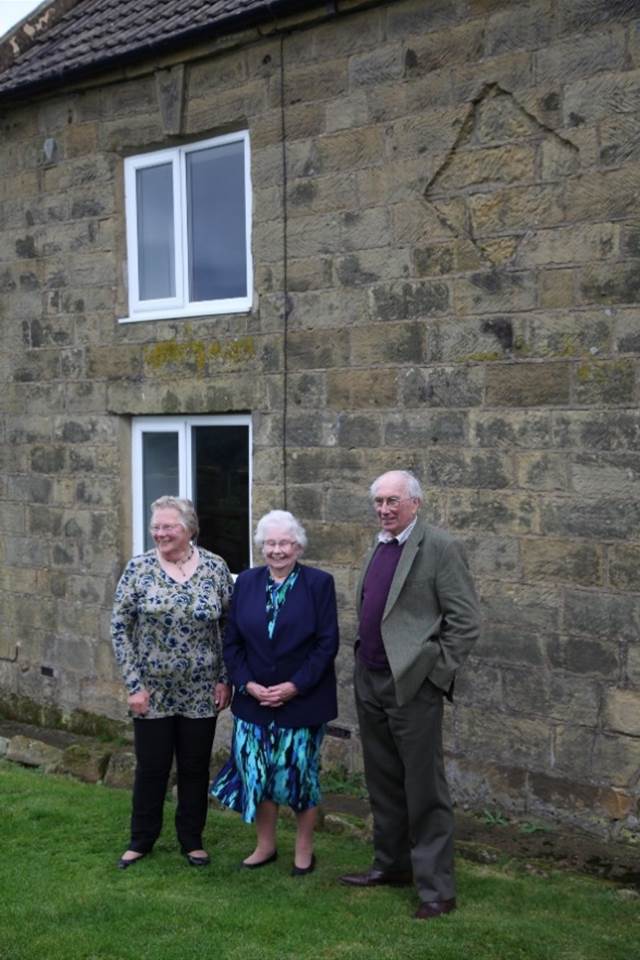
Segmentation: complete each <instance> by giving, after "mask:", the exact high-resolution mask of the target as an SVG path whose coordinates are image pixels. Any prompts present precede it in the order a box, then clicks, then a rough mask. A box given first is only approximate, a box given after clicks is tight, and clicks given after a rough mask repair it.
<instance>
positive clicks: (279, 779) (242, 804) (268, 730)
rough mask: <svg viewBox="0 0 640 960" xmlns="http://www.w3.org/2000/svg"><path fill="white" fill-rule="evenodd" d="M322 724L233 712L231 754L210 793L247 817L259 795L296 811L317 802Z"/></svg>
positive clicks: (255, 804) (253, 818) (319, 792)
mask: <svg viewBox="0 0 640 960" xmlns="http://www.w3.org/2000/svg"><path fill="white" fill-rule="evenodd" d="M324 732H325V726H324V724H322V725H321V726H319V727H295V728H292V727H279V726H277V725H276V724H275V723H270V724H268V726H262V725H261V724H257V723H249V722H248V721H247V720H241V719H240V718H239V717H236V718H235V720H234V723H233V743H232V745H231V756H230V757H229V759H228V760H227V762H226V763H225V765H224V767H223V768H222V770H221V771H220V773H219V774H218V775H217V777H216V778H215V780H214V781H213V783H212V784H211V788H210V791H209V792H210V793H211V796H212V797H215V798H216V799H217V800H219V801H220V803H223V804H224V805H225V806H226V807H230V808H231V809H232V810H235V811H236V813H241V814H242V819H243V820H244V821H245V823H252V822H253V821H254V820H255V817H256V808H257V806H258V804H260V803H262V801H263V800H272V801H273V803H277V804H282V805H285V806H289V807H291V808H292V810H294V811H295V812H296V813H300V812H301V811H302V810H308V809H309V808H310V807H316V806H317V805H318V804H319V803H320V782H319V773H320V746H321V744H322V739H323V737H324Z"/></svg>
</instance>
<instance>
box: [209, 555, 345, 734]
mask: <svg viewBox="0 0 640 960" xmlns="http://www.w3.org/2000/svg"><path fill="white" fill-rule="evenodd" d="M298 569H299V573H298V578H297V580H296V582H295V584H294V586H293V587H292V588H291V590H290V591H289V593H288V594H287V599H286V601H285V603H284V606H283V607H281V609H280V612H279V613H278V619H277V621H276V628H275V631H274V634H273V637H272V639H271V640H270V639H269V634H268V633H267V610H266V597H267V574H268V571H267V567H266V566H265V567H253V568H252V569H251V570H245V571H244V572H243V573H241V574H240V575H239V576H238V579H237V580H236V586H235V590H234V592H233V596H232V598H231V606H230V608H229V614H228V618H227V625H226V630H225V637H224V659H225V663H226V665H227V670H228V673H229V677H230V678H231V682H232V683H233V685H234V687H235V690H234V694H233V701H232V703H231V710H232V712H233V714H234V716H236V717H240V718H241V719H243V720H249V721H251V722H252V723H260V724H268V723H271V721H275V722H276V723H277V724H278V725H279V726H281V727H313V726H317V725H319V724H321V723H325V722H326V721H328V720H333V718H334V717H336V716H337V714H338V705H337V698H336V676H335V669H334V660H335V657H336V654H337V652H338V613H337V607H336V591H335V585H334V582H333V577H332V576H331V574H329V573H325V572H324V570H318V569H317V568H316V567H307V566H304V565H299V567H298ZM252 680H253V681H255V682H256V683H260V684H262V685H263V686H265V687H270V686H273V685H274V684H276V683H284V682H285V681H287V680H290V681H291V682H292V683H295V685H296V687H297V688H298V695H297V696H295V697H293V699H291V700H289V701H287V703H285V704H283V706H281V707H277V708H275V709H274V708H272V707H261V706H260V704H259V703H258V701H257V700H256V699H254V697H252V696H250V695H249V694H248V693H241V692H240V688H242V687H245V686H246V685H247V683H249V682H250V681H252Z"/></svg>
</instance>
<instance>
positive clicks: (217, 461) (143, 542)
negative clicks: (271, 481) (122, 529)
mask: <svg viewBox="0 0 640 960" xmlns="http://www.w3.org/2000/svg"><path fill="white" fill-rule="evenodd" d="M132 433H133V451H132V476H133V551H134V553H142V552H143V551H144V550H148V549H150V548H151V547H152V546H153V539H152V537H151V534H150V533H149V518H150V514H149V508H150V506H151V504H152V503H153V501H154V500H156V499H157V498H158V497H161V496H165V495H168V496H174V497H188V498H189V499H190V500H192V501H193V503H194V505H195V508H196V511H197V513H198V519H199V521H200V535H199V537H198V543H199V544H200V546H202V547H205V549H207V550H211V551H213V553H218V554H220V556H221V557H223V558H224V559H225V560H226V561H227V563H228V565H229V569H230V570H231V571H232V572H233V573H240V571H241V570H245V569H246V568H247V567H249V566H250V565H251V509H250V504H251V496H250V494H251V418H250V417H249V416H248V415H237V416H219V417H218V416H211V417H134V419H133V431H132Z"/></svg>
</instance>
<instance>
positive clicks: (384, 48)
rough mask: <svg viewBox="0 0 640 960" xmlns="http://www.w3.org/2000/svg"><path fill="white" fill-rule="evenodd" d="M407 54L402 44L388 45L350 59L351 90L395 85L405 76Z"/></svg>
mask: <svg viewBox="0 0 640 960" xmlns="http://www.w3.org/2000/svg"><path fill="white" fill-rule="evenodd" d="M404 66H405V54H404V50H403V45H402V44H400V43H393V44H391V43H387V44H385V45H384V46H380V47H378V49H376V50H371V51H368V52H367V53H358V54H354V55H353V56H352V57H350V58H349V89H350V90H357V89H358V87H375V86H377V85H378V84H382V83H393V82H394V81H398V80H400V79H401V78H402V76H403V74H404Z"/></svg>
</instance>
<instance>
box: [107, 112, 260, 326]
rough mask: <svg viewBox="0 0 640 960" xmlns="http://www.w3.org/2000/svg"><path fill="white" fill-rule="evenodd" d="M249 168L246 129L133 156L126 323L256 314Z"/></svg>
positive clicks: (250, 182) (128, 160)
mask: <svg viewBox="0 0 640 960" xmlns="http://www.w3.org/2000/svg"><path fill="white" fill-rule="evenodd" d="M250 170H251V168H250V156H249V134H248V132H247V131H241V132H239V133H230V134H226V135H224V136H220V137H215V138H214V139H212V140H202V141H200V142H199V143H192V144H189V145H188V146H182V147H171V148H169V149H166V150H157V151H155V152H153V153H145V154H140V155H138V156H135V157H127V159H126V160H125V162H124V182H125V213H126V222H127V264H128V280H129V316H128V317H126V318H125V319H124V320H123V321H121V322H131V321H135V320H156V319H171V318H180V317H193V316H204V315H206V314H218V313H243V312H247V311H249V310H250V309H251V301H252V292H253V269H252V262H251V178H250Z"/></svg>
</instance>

· · · · · · ·

**Task details**:
Please return each line of the listing exactly as written, excluding the images.

**Expected output**:
Segmentation: complete each <instance> by giving, after "mask:", the exact high-resolution mask of the target as an SVG path whose coordinates are image pixels. Any prompts present precede it in the order a box, then clicks, then a rough mask. A box given first is only approximate, a box given after clicks is tight, and clicks given after a rough mask repair it.
<instance>
positive clicks: (279, 779) (242, 804) (268, 730)
rough mask: <svg viewBox="0 0 640 960" xmlns="http://www.w3.org/2000/svg"><path fill="white" fill-rule="evenodd" d="M322 724L233 712L231 754L210 793L247 817L259 795L296 811L317 802Z"/></svg>
positive clicks: (255, 804) (253, 818) (319, 792)
mask: <svg viewBox="0 0 640 960" xmlns="http://www.w3.org/2000/svg"><path fill="white" fill-rule="evenodd" d="M324 732H325V726H324V724H322V725H321V726H319V727H295V728H292V727H279V726H277V725H276V724H275V723H270V724H268V726H262V725H261V724H257V723H249V722H248V721H247V720H241V719H240V718H239V717H236V718H235V720H234V723H233V743H232V745H231V756H230V757H229V759H228V760H227V762H226V763H225V765H224V767H223V768H222V770H221V771H220V773H219V774H218V775H217V777H216V778H215V780H214V781H213V783H212V784H211V788H210V791H209V792H210V793H211V796H212V797H215V798H216V799H217V800H219V801H220V803H223V804H224V805H225V806H226V807H230V808H231V809H232V810H235V811H236V813H241V814H242V819H243V820H244V821H245V823H252V822H253V821H254V820H255V817H256V808H257V806H258V804H260V803H262V801H263V800H272V801H273V803H277V804H282V805H285V806H289V807H291V808H292V810H294V811H295V812H296V813H300V812H301V811H302V810H308V809H309V808H310V807H316V806H317V805H318V804H319V803H320V782H319V773H320V746H321V744H322V739H323V737H324Z"/></svg>
</instance>
<instance>
box: [209, 555, 345, 734]
mask: <svg viewBox="0 0 640 960" xmlns="http://www.w3.org/2000/svg"><path fill="white" fill-rule="evenodd" d="M298 569H299V573H298V578H297V580H296V582H295V584H294V586H293V587H292V588H291V590H290V591H289V593H288V594H287V599H286V601H285V603H284V606H283V607H281V609H280V612H279V613H278V619H277V621H276V628H275V631H274V634H273V637H272V639H271V640H270V639H269V634H268V633H267V610H266V597H267V574H268V571H267V567H266V566H265V567H253V568H252V569H251V570H245V571H244V572H243V573H241V574H240V575H239V576H238V579H237V580H236V586H235V590H234V592H233V596H232V598H231V606H230V608H229V614H228V618H227V625H226V630H225V637H224V659H225V663H226V665H227V670H228V673H229V677H230V678H231V682H232V683H233V685H234V687H235V690H234V694H233V701H232V703H231V710H232V712H233V714H234V716H236V717H240V718H241V719H243V720H249V721H251V722H252V723H260V724H268V723H271V721H275V722H276V723H277V724H278V725H279V726H281V727H313V726H317V725H319V724H321V723H325V722H326V721H328V720H333V718H334V717H336V716H337V714H338V705H337V698H336V676H335V669H334V660H335V657H336V654H337V652H338V613H337V607H336V591H335V585H334V582H333V577H332V576H331V574H329V573H325V572H324V570H318V569H317V568H316V567H307V566H304V565H299V567H298ZM252 680H253V681H255V682H256V683H260V684H262V685H263V686H265V687H270V686H273V685H274V684H276V683H284V682H285V681H287V680H290V681H291V682H292V683H295V685H296V687H297V688H298V695H297V696H295V697H293V699H291V700H289V701H287V703H285V704H283V706H281V707H277V708H275V709H274V708H272V707H261V706H260V704H259V703H258V701H257V700H256V699H254V697H252V696H250V695H249V694H248V693H241V692H240V688H242V687H245V686H246V685H247V683H249V682H250V681H252Z"/></svg>
</instance>
<instance>
positive clicks: (217, 461) (143, 542)
negative clicks: (271, 481) (122, 529)
mask: <svg viewBox="0 0 640 960" xmlns="http://www.w3.org/2000/svg"><path fill="white" fill-rule="evenodd" d="M132 433H133V451H132V476H133V551H134V553H142V552H143V551H144V550H148V549H150V548H151V547H152V546H153V539H152V537H151V534H150V533H149V518H150V514H149V508H150V506H151V504H152V503H153V501H154V500H156V499H157V498H158V497H161V496H165V495H168V496H174V497H188V498H189V499H190V500H192V501H193V503H194V505H195V508H196V511H197V513H198V519H199V521H200V535H199V537H198V543H199V544H200V546H202V547H205V549H207V550H211V551H213V553H218V554H220V556H221V557H223V558H224V559H225V560H226V561H227V563H228V565H229V569H230V570H231V571H232V572H233V573H240V571H241V570H245V569H246V568H247V567H249V566H250V565H251V509H250V504H251V496H250V494H251V418H250V417H249V416H248V415H237V416H219V417H218V416H211V417H134V419H133V431H132Z"/></svg>
</instance>
<instance>
positive clicks: (384, 48)
rough mask: <svg viewBox="0 0 640 960" xmlns="http://www.w3.org/2000/svg"><path fill="white" fill-rule="evenodd" d="M407 54L402 44L388 45L350 59L351 90L395 85L405 76Z"/></svg>
mask: <svg viewBox="0 0 640 960" xmlns="http://www.w3.org/2000/svg"><path fill="white" fill-rule="evenodd" d="M404 66H405V54H404V50H403V45H402V44H400V43H393V44H391V43H387V44H385V45H384V46H380V47H378V49H376V50H371V51H368V52H367V53H358V54H354V55H353V56H352V57H350V58H349V89H350V90H357V89H358V87H375V86H377V85H378V84H382V83H393V82H394V81H398V80H400V79H401V78H402V76H403V74H404Z"/></svg>
</instance>
<instance>
box: [107, 112, 260, 326]
rough mask: <svg viewBox="0 0 640 960" xmlns="http://www.w3.org/2000/svg"><path fill="white" fill-rule="evenodd" d="M249 168L246 129L133 156L126 323L256 314Z"/></svg>
positive clicks: (250, 182) (128, 160)
mask: <svg viewBox="0 0 640 960" xmlns="http://www.w3.org/2000/svg"><path fill="white" fill-rule="evenodd" d="M250 170H251V168H250V156H249V134H248V132H247V131H241V132H239V133H230V134H226V135H224V136H220V137H215V138H214V139H212V140H202V141H200V142H199V143H192V144H189V145H188V146H182V147H171V148H169V149H166V150H157V151H155V152H153V153H145V154H140V155H138V156H135V157H127V159H126V160H125V162H124V182H125V213H126V222H127V264H128V280H129V316H128V317H126V318H125V319H124V320H123V321H121V322H131V321H135V320H156V319H171V318H180V317H193V316H204V315H206V314H218V313H243V312H247V311H249V310H250V309H251V301H252V292H253V269H252V262H251V178H250Z"/></svg>
</instance>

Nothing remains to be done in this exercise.